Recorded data

BEGIN

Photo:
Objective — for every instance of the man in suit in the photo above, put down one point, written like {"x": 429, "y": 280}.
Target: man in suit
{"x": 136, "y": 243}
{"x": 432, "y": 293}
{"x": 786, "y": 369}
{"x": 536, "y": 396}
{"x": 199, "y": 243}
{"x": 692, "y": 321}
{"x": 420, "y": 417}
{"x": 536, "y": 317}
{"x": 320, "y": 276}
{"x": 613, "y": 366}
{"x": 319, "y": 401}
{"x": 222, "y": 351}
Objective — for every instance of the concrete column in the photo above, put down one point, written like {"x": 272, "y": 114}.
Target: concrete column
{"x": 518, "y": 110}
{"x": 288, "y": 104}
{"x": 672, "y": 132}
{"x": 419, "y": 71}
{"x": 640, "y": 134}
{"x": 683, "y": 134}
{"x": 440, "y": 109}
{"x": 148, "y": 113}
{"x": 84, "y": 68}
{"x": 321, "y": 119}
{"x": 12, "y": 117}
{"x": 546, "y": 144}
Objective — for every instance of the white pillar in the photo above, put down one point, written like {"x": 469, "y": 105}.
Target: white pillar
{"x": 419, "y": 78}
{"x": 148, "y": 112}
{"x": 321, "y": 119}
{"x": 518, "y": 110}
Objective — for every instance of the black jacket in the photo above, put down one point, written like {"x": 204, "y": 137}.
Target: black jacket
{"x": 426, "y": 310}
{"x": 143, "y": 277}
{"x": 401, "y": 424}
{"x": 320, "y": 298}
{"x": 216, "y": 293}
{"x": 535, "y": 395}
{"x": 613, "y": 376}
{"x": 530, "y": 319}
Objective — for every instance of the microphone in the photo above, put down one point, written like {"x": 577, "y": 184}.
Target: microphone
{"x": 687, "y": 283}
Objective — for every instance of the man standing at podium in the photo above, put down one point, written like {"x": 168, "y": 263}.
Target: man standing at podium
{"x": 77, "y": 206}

END

* [WORK INSTRUCTIONS]: From the opening line of the data above through the line that contains "Objective — for every instance of the concrete", please print each line as it stands and only those lines.

* [RESPONSE BOX]:
Photo:
Objective — for every instance of the man in suit in the photo above, put down one point, written like {"x": 429, "y": 280}.
Target: man in suit
{"x": 136, "y": 243}
{"x": 432, "y": 293}
{"x": 786, "y": 369}
{"x": 536, "y": 396}
{"x": 199, "y": 243}
{"x": 692, "y": 321}
{"x": 420, "y": 417}
{"x": 536, "y": 317}
{"x": 320, "y": 276}
{"x": 613, "y": 366}
{"x": 319, "y": 401}
{"x": 222, "y": 351}
Objective — for every instance of the concrete column in the photo above, put down one point, written like {"x": 272, "y": 114}.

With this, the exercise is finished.